### Text excerpt
++++++++++++++++++++

Patient factors affecting F FDG uptake in children.

Clin Imaging

Department of Radiology, Cincinnati Children's Hospital Medical Center, 3333 Burnet Ave, Kasota Building MLC 5031, Cincinnati, OH 45229, United States of America; Department of Radiology, University of Cincinnati College of Medicine, Cincinnati, OH, United States of America; Department of Pediatrics, University of Cincinnati College of Medicine, Cincinnati, OH, United States of America. Electronic address:

Published: March 2024

Purpose: To characterize physiologic uptake of F FDG in children undergoing PET/CT as a step to informing efforts to optimize FDG PET image quality in children.

Methods: This retrospective study included 193 clinically indicated F FDG PET/CT examinations from 139 patients. 3D spherical regions of interest (ROIs) in the liver and in the thigh muscle (an area of uniform low-level uptake) were used to measure counts and mean standardized uptake value by body weight (SUVmean-bw). Counts, SUVs, and liver signal to noise ratio (SNR) were assessed for associations with patient-specific predictor variables using Pearson correlation and multivariable linear regression.

++++++++++++++++++++

### Given entries
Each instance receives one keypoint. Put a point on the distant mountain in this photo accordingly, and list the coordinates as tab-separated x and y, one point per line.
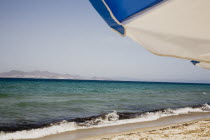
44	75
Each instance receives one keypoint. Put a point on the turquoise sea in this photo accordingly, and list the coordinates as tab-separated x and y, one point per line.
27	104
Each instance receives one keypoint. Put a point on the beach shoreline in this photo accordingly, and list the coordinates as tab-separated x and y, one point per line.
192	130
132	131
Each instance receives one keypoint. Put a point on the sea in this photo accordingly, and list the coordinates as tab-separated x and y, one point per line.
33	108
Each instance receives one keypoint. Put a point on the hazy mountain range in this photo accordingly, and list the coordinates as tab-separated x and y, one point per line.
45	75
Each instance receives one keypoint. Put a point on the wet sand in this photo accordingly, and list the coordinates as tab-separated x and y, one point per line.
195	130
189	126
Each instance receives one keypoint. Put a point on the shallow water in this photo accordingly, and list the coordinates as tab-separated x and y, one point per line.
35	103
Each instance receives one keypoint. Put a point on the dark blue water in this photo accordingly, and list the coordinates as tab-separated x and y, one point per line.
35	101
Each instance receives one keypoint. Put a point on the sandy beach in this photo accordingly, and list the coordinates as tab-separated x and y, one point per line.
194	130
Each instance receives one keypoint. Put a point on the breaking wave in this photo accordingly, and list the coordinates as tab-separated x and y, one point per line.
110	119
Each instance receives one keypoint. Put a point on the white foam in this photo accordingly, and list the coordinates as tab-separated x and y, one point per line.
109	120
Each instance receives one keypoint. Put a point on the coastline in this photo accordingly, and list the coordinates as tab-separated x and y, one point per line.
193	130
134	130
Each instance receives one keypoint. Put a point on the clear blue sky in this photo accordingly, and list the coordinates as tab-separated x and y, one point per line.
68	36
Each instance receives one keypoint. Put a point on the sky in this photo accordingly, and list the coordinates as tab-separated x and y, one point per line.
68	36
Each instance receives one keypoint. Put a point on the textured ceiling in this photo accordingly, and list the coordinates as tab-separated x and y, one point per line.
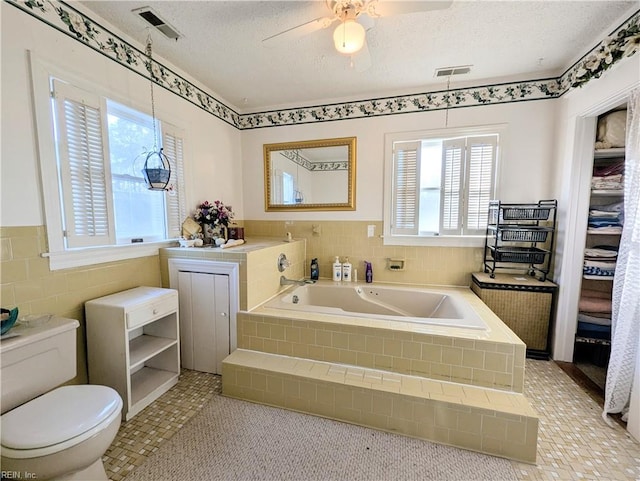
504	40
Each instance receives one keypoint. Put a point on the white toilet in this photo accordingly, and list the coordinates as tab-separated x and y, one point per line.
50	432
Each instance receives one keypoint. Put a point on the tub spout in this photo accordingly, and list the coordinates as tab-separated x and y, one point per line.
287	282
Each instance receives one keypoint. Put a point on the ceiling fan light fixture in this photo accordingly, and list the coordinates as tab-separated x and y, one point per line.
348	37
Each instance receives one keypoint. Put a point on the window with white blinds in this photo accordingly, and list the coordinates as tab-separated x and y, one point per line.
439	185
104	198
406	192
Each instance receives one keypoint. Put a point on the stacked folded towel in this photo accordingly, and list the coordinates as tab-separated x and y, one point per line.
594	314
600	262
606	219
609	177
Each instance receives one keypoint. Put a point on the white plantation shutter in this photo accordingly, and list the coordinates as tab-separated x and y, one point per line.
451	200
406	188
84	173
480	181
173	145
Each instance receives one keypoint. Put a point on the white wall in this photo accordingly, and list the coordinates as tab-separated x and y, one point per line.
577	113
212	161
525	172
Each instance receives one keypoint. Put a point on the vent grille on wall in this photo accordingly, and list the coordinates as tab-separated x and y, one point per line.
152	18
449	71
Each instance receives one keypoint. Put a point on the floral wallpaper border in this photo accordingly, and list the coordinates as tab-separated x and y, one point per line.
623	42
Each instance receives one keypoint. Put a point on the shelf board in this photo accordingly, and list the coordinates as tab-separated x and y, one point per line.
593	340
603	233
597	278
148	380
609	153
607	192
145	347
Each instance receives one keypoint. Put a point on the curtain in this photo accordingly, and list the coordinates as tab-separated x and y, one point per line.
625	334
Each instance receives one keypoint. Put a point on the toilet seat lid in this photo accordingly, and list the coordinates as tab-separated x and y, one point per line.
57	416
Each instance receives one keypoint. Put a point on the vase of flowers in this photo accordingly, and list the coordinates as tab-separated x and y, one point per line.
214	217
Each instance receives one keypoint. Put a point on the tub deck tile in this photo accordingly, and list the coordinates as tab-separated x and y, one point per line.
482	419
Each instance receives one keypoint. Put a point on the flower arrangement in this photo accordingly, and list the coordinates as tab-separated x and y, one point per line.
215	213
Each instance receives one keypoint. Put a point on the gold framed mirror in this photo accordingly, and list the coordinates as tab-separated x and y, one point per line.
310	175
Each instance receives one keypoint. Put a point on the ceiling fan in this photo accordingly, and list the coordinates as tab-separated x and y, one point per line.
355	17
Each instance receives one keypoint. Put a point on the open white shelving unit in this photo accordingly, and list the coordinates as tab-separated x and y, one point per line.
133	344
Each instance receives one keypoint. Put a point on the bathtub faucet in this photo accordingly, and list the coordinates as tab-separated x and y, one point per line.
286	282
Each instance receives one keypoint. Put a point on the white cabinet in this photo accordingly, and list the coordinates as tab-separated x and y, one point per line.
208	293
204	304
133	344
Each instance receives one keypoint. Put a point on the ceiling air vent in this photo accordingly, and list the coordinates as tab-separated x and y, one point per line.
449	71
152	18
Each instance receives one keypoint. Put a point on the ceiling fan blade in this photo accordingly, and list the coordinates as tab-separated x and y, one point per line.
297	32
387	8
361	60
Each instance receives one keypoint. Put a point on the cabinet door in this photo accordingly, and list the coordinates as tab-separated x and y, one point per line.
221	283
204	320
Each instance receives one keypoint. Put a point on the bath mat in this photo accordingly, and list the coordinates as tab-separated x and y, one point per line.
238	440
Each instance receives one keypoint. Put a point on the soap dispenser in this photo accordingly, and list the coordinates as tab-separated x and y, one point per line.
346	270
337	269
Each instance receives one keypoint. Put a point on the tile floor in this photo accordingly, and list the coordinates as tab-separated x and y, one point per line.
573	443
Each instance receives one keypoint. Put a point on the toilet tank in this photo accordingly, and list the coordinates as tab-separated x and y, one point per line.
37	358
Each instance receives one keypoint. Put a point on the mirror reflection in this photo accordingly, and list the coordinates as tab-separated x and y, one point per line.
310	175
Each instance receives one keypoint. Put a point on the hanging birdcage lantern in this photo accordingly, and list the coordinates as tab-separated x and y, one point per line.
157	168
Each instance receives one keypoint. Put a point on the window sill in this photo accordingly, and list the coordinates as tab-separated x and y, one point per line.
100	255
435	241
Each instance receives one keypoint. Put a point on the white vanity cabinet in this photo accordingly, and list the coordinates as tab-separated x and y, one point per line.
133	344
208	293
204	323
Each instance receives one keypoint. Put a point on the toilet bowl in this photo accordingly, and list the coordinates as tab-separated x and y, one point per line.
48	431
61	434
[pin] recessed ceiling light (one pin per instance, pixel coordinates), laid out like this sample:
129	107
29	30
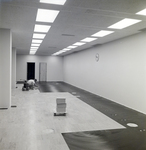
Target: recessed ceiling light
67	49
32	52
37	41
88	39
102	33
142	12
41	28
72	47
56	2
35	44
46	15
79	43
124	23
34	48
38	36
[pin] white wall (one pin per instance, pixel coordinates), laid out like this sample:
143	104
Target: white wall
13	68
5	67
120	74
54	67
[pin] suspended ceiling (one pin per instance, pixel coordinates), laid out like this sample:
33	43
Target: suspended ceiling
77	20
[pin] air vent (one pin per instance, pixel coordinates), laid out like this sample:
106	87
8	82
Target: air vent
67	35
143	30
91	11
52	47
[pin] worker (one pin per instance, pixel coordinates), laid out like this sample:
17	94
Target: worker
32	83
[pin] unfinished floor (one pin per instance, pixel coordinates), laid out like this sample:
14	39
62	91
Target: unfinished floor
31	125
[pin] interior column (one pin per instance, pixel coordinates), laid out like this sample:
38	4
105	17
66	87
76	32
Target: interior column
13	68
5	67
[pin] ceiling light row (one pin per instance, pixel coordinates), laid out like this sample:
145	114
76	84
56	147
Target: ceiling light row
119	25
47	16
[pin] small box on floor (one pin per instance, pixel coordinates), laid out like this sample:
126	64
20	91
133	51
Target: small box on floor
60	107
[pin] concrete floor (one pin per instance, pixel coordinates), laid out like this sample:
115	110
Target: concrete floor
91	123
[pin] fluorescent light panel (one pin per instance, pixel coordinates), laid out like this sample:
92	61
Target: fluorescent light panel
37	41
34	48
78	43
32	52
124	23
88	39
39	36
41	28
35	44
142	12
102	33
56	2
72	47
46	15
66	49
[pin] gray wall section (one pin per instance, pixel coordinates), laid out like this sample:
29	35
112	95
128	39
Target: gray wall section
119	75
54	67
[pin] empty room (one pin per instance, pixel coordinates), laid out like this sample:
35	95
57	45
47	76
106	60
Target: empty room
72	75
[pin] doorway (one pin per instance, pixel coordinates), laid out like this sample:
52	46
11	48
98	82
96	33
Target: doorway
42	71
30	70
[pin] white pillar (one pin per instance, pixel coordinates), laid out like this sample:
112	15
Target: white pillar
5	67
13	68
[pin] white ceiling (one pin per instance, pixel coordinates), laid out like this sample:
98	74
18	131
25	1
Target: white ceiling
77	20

++++++++++++++++++++

### Apply what you read
A: According to the abstract on F FDG uptake in children, how many PET/CT examinations and patients did the study include?
B: Resume the abstract on F FDG uptake in children, starting immediately after its final sentence on the Methods.

### Results of the exercise
A: The study included 193 F FDG PET/CT examinations from 139 patients.

B:
Results: Mean patient age was 11.0 ± 5.4 (SD) years, mean liver SUVmean-bw was 1.77 ± 0.60 and mean liver counts was 5387 ± 1875 Bq/mL. On univariable analysis liver SUVmean-bw and liver counts were strongly correlated with weight (r = 0.87, p < 0.0001), age (r = 0.75, p < 0.0001) and total injected activity (r = 0.85, p < 0.0001). Mean thigh counts were significantly associated only with injected activity/kilogram (r = 0.37, p < 0.0001). On multivariable analysis, body weight and age (which is collinear with body weight) were the only significant independent predictors (p < 0.0001). Liver SNR was moderately associated with all predictors apart from injected activity per kilogram (r = 0.09, p = 0.23).

Conclusion: Liver counts on F FDG PET/CT have a significant positive association with age and body weight. However, liver SNR has no significant association with injected activity per kilogram suggesting that increasing dose per kilogram may not improve image quality in young children.